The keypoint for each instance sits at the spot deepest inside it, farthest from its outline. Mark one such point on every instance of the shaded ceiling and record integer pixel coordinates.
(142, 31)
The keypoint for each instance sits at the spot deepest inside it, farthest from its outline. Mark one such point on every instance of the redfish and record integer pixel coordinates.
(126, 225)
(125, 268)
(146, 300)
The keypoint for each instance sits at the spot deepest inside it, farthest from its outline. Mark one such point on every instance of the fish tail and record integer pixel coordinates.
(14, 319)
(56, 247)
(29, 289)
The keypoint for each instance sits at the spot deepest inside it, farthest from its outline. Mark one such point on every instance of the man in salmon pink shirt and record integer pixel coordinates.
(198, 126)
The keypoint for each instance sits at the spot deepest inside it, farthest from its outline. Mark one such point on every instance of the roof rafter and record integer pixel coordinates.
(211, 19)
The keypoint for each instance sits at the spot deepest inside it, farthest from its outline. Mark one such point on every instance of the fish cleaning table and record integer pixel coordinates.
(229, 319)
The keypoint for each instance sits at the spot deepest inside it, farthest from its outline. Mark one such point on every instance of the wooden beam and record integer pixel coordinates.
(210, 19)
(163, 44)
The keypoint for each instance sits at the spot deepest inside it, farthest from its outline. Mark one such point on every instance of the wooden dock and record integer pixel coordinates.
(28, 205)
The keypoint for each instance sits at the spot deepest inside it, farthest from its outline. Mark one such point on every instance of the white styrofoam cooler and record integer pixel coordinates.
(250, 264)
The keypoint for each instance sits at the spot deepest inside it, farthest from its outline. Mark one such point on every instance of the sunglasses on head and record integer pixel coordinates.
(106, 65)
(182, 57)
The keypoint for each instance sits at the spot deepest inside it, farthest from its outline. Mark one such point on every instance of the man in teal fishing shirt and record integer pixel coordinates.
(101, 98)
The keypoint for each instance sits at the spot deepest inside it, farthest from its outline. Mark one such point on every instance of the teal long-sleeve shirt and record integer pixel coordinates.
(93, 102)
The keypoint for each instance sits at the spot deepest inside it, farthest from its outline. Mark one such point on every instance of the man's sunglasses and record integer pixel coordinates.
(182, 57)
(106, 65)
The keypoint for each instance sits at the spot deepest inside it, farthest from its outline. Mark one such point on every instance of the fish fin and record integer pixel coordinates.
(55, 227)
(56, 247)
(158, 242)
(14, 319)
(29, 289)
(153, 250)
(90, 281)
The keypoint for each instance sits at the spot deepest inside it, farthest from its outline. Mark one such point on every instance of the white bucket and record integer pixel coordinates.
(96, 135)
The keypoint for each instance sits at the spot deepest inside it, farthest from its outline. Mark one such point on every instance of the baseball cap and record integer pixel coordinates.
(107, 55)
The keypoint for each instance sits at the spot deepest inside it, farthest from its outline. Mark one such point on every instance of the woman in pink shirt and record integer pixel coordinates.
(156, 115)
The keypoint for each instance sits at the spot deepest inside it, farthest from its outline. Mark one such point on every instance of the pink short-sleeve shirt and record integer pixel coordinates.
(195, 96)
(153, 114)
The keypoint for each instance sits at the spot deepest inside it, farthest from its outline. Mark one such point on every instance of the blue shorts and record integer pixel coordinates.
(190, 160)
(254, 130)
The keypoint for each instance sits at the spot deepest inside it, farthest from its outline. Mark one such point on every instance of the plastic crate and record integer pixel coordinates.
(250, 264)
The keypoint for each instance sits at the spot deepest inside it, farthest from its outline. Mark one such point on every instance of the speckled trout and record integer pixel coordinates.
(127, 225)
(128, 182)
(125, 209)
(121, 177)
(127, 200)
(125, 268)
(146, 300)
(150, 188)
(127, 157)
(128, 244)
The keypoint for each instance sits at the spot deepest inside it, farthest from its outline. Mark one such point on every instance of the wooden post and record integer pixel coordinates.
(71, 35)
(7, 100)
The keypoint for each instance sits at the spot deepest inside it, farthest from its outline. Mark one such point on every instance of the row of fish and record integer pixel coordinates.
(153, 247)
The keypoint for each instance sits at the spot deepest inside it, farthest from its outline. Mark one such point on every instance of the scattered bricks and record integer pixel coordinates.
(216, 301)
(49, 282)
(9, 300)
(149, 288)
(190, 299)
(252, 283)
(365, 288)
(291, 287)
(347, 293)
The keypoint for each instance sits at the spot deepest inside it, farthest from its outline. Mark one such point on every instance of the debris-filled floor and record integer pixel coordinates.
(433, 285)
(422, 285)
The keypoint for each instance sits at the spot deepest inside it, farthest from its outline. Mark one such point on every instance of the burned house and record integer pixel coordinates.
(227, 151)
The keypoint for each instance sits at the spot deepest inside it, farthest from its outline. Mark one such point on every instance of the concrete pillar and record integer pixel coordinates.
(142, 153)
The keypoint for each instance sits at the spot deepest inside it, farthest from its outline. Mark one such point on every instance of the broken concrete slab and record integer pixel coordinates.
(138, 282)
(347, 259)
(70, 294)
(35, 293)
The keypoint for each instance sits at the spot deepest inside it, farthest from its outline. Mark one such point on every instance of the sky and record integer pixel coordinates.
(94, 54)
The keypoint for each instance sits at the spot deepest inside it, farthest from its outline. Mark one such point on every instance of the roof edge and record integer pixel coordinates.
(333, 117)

- Problem details -
Nothing should be left out: return all of the records exactly.

- Answer in full -
The keypoint for each instance sits at the spot deepest inside it, farthest from its outline. Mark one such point on every instance of the shaded ceiling and record integer pixel coordinates.
(142, 31)
The keypoint for each instance sits at the spot deepest inside it, farthest from its outline. Mark one such point on every instance of the redfish and record integer pixel coordinates.
(126, 225)
(125, 268)
(146, 300)
The keypoint for each instance sits at the spot deepest inside it, farthest from its outline. Mark one such point on every instance of the fish tail and record integer pixel coordinates.
(14, 319)
(56, 247)
(29, 289)
The keypoint for each instance sits at the spot deepest inside it, farthest from its outline. Mark one such point on every instance of the man in salmon pink shirt and record integer pixel coordinates.
(198, 126)
The keypoint for each instance sits at the spot deepest inside it, farthest from its outline. Mark one such point on every instance of the roof rafter and record integer pixel coordinates.
(211, 19)
The keypoint for each instance sits at the spot deepest inside it, farthest from its outline. Mark one such point on every instance of the fish cleaning table and record integer pixel coordinates.
(229, 319)
The keypoint for each instance sits at the spot deepest inside it, farthest from its outline. Mark one such point on every instance of the wooden beam and record integer pixel coordinates.
(210, 19)
(163, 44)
The keypoint for each instance sits at the spot deepest inside it, farthest from its outline. Mark one such point on every instance of the wooden dock and record integer pixel coordinates.
(28, 205)
The keypoint for each instance sits at the spot deepest inside it, farthest from its outline. Mark one such point on every instance of the white styrofoam cooler and record integer pixel coordinates.
(250, 264)
The keypoint for each instance sits at the spot deepest inside it, farthest from its outline. Mark one such point on every instance of the sunglasses on head and record integer pixel coordinates.
(106, 65)
(182, 57)
The keypoint for each instance sits at the spot deepest inside it, farthest from its outline. Mark one such point on every instance of the man in teal fishing shirt and record integer pixel coordinates.
(101, 98)
The keypoint for each instance sits at the spot deepest inside it, farthest from its outline. Mark one such point on every instance of the teal long-sleeve shirt and record integer pixel coordinates.
(93, 102)
The keypoint for each instance sits at the spot deepest inside it, farthest from its outline. Mark one such point on every instance of the man's sunglasses and record integer pixel coordinates.
(182, 57)
(106, 65)
The keypoint for each instance sits at the spot deepest inside it, farthest from its outline. Mark one such point on every instance of the fish fin and record integer pixel coordinates.
(55, 227)
(56, 247)
(158, 242)
(14, 319)
(29, 289)
(153, 250)
(90, 281)
The keypoint for each instance sits at the spot deepest inside it, farthest from its outline. Mark one such point on every instance of the white bucket and record integer pixel coordinates.
(96, 135)
The keypoint for each instance sits at the spot deepest inside it, farthest from its outline. Mark one such point on every instance of the baseball cap and record integer pixel coordinates.
(107, 55)
The keypoint for each instance sits at the spot deepest inside it, farthest from its outline. Mark one such point on every instance of the woman in pink shirt and record integer pixel coordinates.
(156, 115)
The keypoint for each instance sits at the spot deepest inside it, farthest from its outline. Mark one such point on every instance of the pink short-sleeve shirt and record integer pixel coordinates.
(195, 96)
(153, 114)
The keypoint for each instance sits at the spot deepest inside it, farthest from its outline. Mark one such point on every instance of the blue shorts and record integer pixel coordinates.
(190, 160)
(254, 130)
The keypoint for each instance sits at the spot deepest inside it, farthest from its outline. Mark one such point on every instance of the plastic crate and record integer pixel coordinates.
(250, 264)
The keypoint for each instance sits at the spot deepest inside it, farthest from its outline. Mark one such point on every instance of the speckled trout and record integer pixel coordinates.
(127, 225)
(128, 182)
(125, 209)
(121, 177)
(127, 200)
(125, 268)
(146, 300)
(150, 188)
(127, 157)
(128, 244)
The keypoint for each instance sits at the spot deepest inside it, farthest from its outline. Mark one such point on every instance of the wooden post and record integer pixel coordinates.
(71, 35)
(7, 100)
The keypoint for each instance sits at the spot deepest inside it, farthest from its outline. Mark one such point on every instance of the row of fish and record integer pixel coordinates.
(153, 247)
The keypoint for each instance sits at the spot deepest inside it, farthest from its outline. Mark one such point on every instance of the scattered bricks and record integer pixel coordinates.
(216, 301)
(49, 282)
(9, 300)
(149, 288)
(190, 299)
(252, 283)
(365, 288)
(291, 287)
(347, 293)
The keypoint for each instance sits at the spot deepest inside it, farthest from its outline. Mark one such point on every instance of the debris-filled floor and record integer pixel coordinates.
(433, 285)
(422, 285)
The keypoint for each instance sits at the spot deepest inside it, farthest from its outline. Mark one such point on every instance of the burned house and record integer pixel coordinates.
(227, 151)
The keypoint for each instance sits at the spot deepest inside it, farthest from its outline. Mark one such point on every instance of the concrete pillar and record integer pixel coordinates.
(142, 153)
The keypoint for each instance sits at the spot deepest inside it, farthest from its outline. Mark one such point on every instance of the broken concrete slab and record integer pixel coordinates.
(138, 282)
(347, 259)
(70, 294)
(35, 293)
The keypoint for each instance sits at the spot deepest inside it, farthest from its outline. Mark one such point on every instance of the sky and record integer pixel coordinates.
(94, 54)
The keypoint for each instance sits at the spot deepest inside it, farthest from its outline. Mark one such point on every instance of the roof edge and record integer pixel coordinates.
(333, 117)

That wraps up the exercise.